Short task a: Please copy out the lines of the listing from the line containing "Class name: denim jacket" through the line containing "[221,184,483,355]", including both of those lines.

Page excerpt:
<<<<
Sunday, January 24, 2010

Mood writing

I'm a mood writer. I knew it but it's really been brought home to me this week.

On Friday I spoke to a Staffing Officer about my position at my school because I still hadn't heard anything. Apparently I've just been transferred to the school I've spent the last three years at. I'm not holding my breath that that will stay that way because I don't have a timetable - no classes; nothing to do. I'll probably get transferred somewhere else in the next couple of weeks. One positive thing is that they confirmed that I've been place on a full-time load, up from the part-time I've been doing for the last four years. I'd requested the part-time position because I wanted time to study and it worked really well but I've wanted to return to full-time for 12 months now. At least that much has worked.

And what has this to do with mood writing? I've done more writing or working on writing this weekend since I've had that small thing settled, than I've done in the whole six weeks beforehand. If that isn't mood writing, I don't know what is. It annoys me that I let something like job security affect my writing. Writing is hugely important to me. I don't feel truly happy unless I'm writing and if something stops me writing my whole world collapses. Logically, it's silly. Emotionally, it's devastating.

This weekend I've been working on Warrior Pledge. What started as a sub-plot has become the main plot, the motivation for one main character. What was the main plot has become the motivation for one race and a twist and slightly humourous for another. I've added (or re-added) 12000 words in the edits and picked up little things that need tweeking to make it work better. I'm 110 pages in and it's a much stronger story - as well as being closer to my target word-length. I'm excited about it again. The ending doesn't feel so weak now so I'll probably actually write the last few chapters when I get back to that stage.

Apart from my shoulders and neck burning and seizing up because I've been at the computer all weekend, I feel great.
>>>>
Short task b: List every number written in digits in the body of the blog post. Leave out the date at the top.

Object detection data
<<<<
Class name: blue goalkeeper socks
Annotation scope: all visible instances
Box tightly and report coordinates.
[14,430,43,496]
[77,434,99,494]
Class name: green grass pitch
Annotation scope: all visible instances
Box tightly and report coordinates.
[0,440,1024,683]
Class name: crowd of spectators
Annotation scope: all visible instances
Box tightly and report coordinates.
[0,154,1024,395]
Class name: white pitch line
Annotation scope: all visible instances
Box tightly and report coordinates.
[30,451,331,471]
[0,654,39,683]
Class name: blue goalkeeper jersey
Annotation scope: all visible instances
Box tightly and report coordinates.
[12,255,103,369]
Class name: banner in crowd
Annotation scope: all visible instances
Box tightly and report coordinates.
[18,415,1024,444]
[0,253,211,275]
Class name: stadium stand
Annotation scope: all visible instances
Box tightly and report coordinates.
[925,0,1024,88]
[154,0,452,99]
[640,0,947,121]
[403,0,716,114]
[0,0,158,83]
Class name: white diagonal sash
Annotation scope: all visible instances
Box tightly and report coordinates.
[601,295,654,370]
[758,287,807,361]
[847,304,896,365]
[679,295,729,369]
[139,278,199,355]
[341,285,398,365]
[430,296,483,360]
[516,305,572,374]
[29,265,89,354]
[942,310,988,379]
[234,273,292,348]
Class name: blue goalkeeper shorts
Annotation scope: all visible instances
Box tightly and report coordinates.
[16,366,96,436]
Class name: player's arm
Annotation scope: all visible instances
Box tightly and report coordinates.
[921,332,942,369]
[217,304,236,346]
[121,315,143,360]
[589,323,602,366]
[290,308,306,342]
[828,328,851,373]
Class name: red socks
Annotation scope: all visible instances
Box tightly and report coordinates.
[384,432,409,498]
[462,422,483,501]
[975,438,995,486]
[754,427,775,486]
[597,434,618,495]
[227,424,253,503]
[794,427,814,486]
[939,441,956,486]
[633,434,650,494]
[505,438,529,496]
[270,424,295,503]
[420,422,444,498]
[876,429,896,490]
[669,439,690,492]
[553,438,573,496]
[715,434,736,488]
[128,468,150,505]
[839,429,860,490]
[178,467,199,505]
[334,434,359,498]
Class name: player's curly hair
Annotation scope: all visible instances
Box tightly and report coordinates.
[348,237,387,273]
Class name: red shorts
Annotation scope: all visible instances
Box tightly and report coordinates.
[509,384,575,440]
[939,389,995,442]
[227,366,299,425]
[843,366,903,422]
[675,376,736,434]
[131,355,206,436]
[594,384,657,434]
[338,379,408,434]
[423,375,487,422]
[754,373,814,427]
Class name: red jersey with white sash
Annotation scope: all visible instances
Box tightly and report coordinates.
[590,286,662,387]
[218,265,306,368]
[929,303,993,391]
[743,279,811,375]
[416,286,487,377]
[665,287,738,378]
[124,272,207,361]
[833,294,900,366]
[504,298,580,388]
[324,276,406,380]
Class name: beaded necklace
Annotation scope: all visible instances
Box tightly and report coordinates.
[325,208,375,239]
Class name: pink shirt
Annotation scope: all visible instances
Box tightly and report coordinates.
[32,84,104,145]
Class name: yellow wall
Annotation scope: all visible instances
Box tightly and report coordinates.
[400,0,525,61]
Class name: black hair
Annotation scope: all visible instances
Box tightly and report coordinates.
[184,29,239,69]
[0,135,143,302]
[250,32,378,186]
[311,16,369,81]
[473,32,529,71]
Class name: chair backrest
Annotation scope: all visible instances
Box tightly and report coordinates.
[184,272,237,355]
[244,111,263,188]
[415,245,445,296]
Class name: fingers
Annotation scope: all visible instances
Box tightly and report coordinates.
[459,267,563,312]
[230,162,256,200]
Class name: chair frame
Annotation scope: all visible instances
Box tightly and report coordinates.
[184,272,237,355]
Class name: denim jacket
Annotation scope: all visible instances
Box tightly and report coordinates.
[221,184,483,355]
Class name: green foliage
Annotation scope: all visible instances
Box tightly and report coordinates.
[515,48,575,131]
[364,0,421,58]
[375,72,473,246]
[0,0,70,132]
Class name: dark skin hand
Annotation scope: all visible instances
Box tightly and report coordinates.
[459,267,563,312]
>>>>
Correct output a:
Class name: denim jacket
Annotation scope: all visible instances
Box tightly and report coordinates.
[221,184,483,355]

Correct output b:
12 (months)
12000 (words)
110 (pages)